• **TAREFA PROPOSTA 1**:
Reproduza o trecho citado, começando em "Ana Carolina discorreu" e seguindo até "expressão de machismo.".
• **TAREFA PROPOSTA 2**:
Por favor, informe quem coordenou a oficina Música, substantivo feminino, segundo o trecho citado.
• **TAREFA PROPOSTA 3**:
Diga se cada afirmação abaixo está de acordo com o trecho citado, respondendo sim ou não e copiando as palavras do trecho que decidem a questão. (a) A oficina foi realizada no dia 22/8. (b) Ana Carolina Murgel fez o pós-doutorado sob a supervisão de Laís Leite. (c) Ana Carolina Murgel é pesquisadora da Unicamp.

• **TRECHO CITADO**:

========

HISTÓRIA DA MÚSICA BRASILEIRA REVELA MUDANÇA DA MULHER NA SOCIEDADE

A EMAG, buscando estimular a reflexão e o debate sobre a situação da mulher dentro do sistema de Justiça, em suas conexões com a sociedade em geral, realizou a oficina Música, substantivo feminino dentro do evento Justiça, Gênero e Arte, no dia 22/8. A oficina foi idealizada pela desembargadora federal Inês Virgínia Prado Soares e pela juíza federal Laís Leite, tendo sido coordenada pelo juiz federal Renato Barth Pires. O objetivo é promover a formação integral de magistrados e magistradas.
A primeira palestrante da oficina foi a pesquisadora do Instituto de Filosofia e Ciências Humanas (IFCH) da Universidade Estadual de Campinas (Unicamp), Ana Carolina Murgel, também violonista e cantora. Ela realizou seu pós-doutorado com a pesquisa “Cartografias da Canção Feminina: Compositoras brasileiras no século XX”, sob a supervisão de Margareth Rago, referência em estudos de gênero.
Ana Carolina discorreu em sua exposição, entremeada com trechos de canções compostas e interpretadas por mulheres, sobre a posição de cantoras e compositoras no cenário musical brasileiro no século XX, tentando responder à indagação sobre se há realmente uma menor atividade das mulheres na canção popular ou se a escassa presença feminina nesse nicho de atuação seria uma expressão de machismo.

========

• **TRECHO DOS DADOS**:

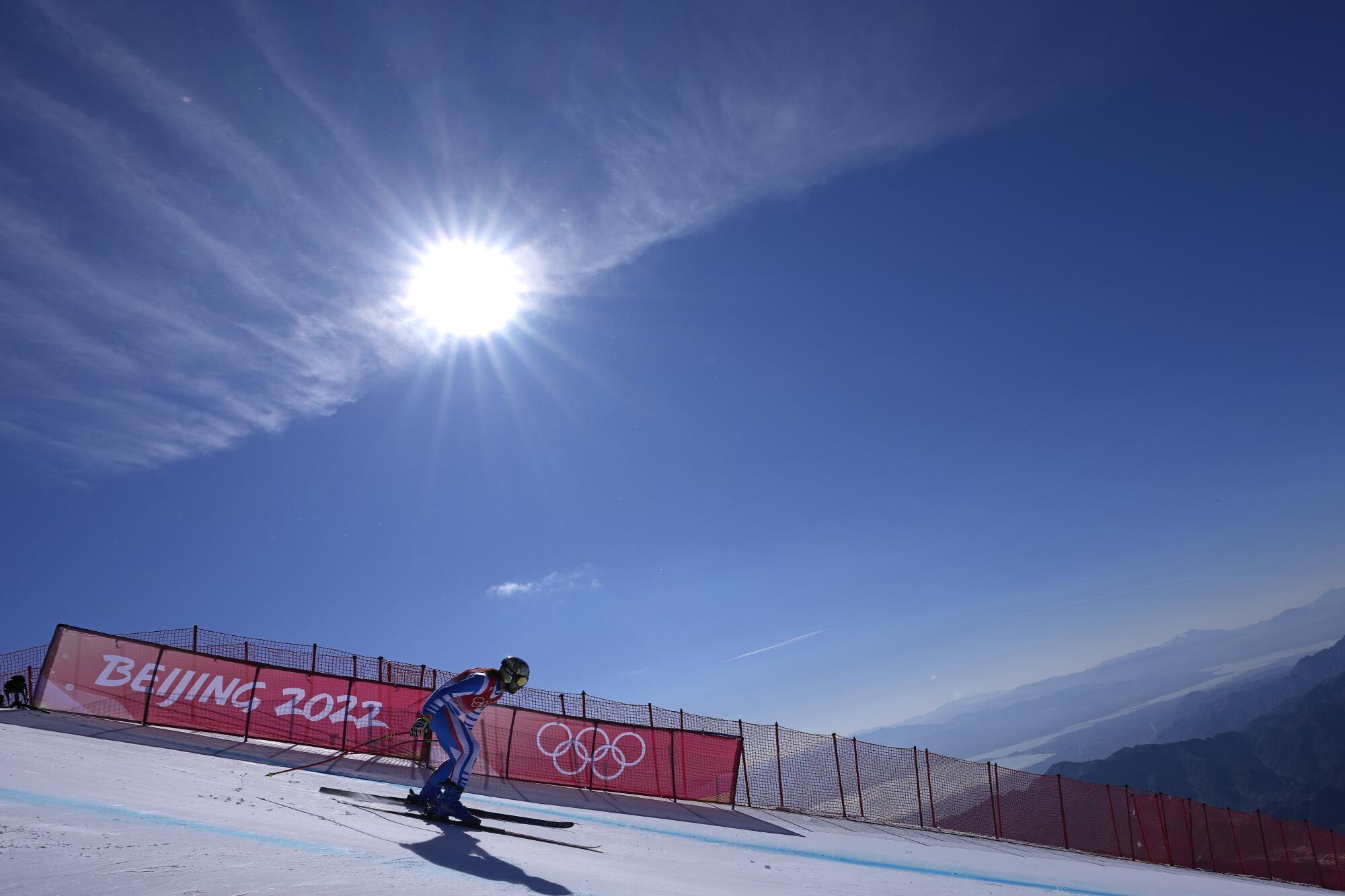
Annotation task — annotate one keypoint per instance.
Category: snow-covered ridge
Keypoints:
(108, 807)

========

• **RESPOSTA FINAL 1**:
Ana Carolina discorreu em sua exposição, entremeada com trechos de canções compostas e interpretadas por mulheres, sobre a posição de cantoras e compositoras no cenário musical brasileiro no século XX, tentando responder à indagação sobre se há realmente uma menor atividade das mulheres na canção popular ou se a escassa presença feminina nesse nicho de atuação seria uma expressão de machismo.

• **RESPOSTA FINAL 2**:
O juiz federal Renato Barth Pires.

• **RESPOSTA FINAL 3**:
(a) Sim: "no dia 22/8".
(b) Não: "sob a supervisão de Margareth Rago".
(c) Sim: "pesquisadora do Instituto de Filosofia e Ciências Humanas (IFCH) da Universidade Estadual de Campinas (Unicamp)".